**Ваша задача**
Подхватите текст о пушкинской приписке насчет «Песни о вещем Олеге» и продолжите его сразу после последней фразы.

**Предложенный отрывок**
В самом конце письма Пушкин делает приписку, в которой говорится о реакции Бестужева на «Песнь о вещем Олеге» Пушкина. Там есть несколько нюансов, на которых хотелось бы остановиться подробнее. Он пишет:

«Тебе, кажется, «Олег» не нравится; напрасно. Товарищеская любовь старого князя к своему коню и заботливость о его судьбе есть черта трогательного простодушия, да и происшествие само по себе в своей простоте имеет много поэтического».

Парадигма смыслов этого отрывка крайне любопытна: товарищеская, любовь, заботливость, судьба, трогательность, простодушие, простота. Не правда ли, что соединение т а к и х слов на очень небольшой части текста говорит о чем-то более значительном, чем защита поэтом одного из своих творений?

Эта лексика инициирована не просто стилем подражания русским народным эпическим сказаниям, она отражает не только «чувствительность» в духе только-только умершего сентиментализма, но достаточно определенно и ясно выражает отношение поэта к неким ценностям онтологического свойства. Тем более, как он замечает далее, в этом (перечне этих чувств и состояний) есть немало поэтического. Это, собственно, отражение духовной топологии поэта, его устремленности к вещам простым, безусловным, дорогим для него и выступающими как серьезный предмет для творчества и размышлений.

Конец января – первая половина февраля 1825 года. Л. С. Пушкину. Из Михайловского в Петербург.

**Представленные данные**

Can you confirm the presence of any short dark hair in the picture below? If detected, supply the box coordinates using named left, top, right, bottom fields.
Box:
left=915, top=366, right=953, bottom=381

**Ответ к заданию**
Жду шума от «Онегина»; покамест мне довольно скучно: ты мне не присылаешь Conversations de Byron, добро! Но, милый мой, если только возможно, отыщи, купи, выпроси, укради «Записки» Фуше и давай мне их сюда; за них отдал бы я всего Шекспира; ты не воображаешь, что такое Fouche! Он по мне очаровательнее Байрона. Эти записки должны быть сто раз поучительнее, занимательнее, ярче записок Наполеона, т. е. как политика, потому что в войне я ни черта не понимаю. На своей скале (прости Боже мое согрешение!) Наполеон поглупел…

Очаровательное место, говорящее о живом, постоянном интересе Пушкина к событиям политической и литературной жизни. Фуше, известный министр внутренних дел, служивший и при Бурбонах, и при Наполеоне, отличавшийся поразительным умениям всем угождать, был абсолютно беспринципным человеком, использовавший слабости людей и их пороки, стараясь знать все обо всех – мог ли Пушкин пройти мимо такого материала?

Пушкин был очень любопытным человеком в том отношении, что его интересуют всякого рода особенности в поведении и взглядах человека; одна из главных, не видных сразу, его тем – это скрытые пружины истории, поведения исторических деятелей. Об этого его постоянный интерес к Наполеону, Байрону, который был не только поэтом, но и участником борьбы Греции за свое освобождение от османского владычества, Фуше, парижскому палачу Самсону и т. д.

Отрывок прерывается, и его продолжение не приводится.